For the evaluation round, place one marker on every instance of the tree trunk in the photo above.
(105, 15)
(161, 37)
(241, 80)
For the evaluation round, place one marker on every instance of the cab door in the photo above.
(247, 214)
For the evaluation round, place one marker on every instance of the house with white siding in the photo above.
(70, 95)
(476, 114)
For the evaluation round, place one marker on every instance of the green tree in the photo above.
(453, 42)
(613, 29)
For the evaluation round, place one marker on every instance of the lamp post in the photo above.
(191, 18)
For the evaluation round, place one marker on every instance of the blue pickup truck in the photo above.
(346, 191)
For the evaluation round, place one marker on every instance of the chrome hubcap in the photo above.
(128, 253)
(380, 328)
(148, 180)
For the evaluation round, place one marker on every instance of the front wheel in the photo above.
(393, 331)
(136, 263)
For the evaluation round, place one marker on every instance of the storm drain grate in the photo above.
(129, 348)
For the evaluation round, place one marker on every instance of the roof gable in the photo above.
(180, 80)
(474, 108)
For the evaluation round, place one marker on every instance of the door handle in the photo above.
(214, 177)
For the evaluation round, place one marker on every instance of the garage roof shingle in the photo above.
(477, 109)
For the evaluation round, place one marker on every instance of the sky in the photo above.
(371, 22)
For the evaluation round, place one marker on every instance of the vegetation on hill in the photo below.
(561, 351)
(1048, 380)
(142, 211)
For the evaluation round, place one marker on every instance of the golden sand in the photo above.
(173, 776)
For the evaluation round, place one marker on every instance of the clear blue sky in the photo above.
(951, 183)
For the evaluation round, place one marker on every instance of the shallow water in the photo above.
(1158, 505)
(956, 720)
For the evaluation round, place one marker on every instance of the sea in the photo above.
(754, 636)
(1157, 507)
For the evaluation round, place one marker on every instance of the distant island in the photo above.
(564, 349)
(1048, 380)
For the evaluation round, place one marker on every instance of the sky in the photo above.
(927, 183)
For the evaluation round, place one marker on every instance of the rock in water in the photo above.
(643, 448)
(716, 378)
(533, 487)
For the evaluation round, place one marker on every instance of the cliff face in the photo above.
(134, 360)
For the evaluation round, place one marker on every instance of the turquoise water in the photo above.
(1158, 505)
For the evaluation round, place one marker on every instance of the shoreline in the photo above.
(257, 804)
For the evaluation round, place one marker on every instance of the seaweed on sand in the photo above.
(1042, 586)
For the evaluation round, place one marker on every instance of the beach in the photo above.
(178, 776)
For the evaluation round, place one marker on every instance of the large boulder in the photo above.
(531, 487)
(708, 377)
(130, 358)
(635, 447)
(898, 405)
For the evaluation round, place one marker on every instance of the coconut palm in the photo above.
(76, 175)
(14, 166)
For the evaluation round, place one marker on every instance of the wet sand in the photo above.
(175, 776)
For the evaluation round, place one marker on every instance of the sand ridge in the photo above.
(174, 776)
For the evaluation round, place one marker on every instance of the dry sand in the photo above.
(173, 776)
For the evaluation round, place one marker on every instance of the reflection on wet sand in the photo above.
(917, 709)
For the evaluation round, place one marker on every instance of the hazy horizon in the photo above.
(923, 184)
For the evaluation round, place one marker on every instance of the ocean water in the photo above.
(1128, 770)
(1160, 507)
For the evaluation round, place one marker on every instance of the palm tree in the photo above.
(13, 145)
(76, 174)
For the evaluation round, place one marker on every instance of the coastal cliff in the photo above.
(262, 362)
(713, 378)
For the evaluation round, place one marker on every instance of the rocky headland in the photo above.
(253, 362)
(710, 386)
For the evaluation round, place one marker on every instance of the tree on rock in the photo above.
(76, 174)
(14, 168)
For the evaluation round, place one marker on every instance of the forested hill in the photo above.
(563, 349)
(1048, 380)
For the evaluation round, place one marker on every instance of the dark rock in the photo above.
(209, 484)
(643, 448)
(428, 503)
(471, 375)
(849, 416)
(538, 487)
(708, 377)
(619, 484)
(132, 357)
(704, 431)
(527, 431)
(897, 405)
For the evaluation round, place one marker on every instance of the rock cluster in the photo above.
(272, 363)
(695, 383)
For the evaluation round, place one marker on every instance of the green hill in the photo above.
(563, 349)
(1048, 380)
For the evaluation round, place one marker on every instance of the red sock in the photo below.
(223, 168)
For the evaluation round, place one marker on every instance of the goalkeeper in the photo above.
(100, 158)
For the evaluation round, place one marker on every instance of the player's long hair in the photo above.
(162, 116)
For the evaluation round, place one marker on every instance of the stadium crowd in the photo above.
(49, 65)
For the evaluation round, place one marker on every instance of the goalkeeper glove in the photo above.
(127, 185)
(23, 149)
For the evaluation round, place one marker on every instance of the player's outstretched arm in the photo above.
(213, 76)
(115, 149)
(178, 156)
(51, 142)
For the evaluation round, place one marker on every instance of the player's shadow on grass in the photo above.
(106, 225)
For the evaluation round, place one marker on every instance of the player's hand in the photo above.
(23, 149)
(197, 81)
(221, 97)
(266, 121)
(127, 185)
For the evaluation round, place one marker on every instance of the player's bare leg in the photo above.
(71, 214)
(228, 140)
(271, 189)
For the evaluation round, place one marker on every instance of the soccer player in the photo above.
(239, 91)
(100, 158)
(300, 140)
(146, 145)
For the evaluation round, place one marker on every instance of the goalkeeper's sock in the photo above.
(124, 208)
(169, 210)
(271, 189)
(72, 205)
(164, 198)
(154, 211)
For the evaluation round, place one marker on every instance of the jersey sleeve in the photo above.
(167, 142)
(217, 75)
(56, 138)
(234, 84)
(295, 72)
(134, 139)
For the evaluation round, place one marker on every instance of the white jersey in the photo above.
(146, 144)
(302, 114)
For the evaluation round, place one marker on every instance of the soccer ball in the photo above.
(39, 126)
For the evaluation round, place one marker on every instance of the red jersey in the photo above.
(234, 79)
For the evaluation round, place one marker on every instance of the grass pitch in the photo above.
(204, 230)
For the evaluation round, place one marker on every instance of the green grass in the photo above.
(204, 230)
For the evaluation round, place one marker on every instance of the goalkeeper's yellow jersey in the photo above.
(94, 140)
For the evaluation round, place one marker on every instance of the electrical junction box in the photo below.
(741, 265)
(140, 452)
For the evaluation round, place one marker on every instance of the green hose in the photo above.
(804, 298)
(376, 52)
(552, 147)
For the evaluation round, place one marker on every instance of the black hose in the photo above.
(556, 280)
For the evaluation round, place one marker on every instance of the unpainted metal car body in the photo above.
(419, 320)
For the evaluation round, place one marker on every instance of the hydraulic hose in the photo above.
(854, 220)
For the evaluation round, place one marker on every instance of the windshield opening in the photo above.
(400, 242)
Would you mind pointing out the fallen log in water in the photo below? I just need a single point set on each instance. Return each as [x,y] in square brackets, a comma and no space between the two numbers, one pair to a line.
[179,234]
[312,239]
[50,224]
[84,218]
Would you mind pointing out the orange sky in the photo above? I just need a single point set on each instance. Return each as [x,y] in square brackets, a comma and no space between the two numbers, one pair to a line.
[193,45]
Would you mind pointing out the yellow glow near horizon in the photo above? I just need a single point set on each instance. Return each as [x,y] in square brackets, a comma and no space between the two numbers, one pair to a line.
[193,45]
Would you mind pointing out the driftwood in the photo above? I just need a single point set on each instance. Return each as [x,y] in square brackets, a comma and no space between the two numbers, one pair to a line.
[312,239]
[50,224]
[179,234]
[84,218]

++++++++++

> _Problem requirements_:
Every line from the line containing "ball in the photo above." to the last line of the material above must be repeated exactly, and no other line.

> _Solution for this exercise_:
For the evaluation round, place one marker on every instance of the soccer ball in the photo above.
(39, 126)
For the evaluation round, place one marker on every instance of the red jersey in the photo above.
(234, 79)
For the evaluation round, place one marker on every instance of the grass pitch in the photo above.
(204, 230)
For the evaluation round, place one marker on every instance of the green grass in the photo above.
(204, 230)
For the evaluation round, place one marker on every instance of the goalkeeper's yellow jersey in the photo above.
(94, 140)
For the evaluation round, place one marker on every instance of the electrical junction box in the photo below.
(741, 265)
(140, 452)
For the evaluation round, place one marker on every instance of the green hose in the photo above.
(804, 298)
(376, 52)
(552, 147)
For the evaluation round, place one marker on every instance of the black hose in the photo above.
(556, 280)
For the evaluation round, place one marker on every instance of the unpainted metal car body in the photo above.
(419, 320)
For the evaluation round, place one marker on every instance of the hydraulic hose in the photo above.
(854, 220)
For the evaluation round, place one marker on every instance of the windshield opening in the photo above.
(400, 242)
Would you mind pointing out the fallen log in water in the photo below? I just need a single point set on each instance. Return each as [x,y] in square brackets, a comma and no space between the two numbers, one pair to a line.
[179,234]
[312,239]
[50,224]
[84,218]
Would you mind pointing out the orange sky in the photo above? I just need a single point set on each instance. Return each as [x,y] in square brackets, a comma and no space between the two numbers, one pair to a line.
[193,45]
Would you mind pointing out the yellow glow near horizon in the photo above? I just need a single point set on each instance. Return each as [x,y] in square brackets, a comma and no space between the two numbers, one pair to a line.
[193,45]
Would you mind pointing out the driftwood in the photo above? I just need a single point set on each instance. Return each as [x,y] in square brackets, a comma and no space between the two numbers, one pair to a line.
[312,239]
[50,224]
[179,234]
[84,218]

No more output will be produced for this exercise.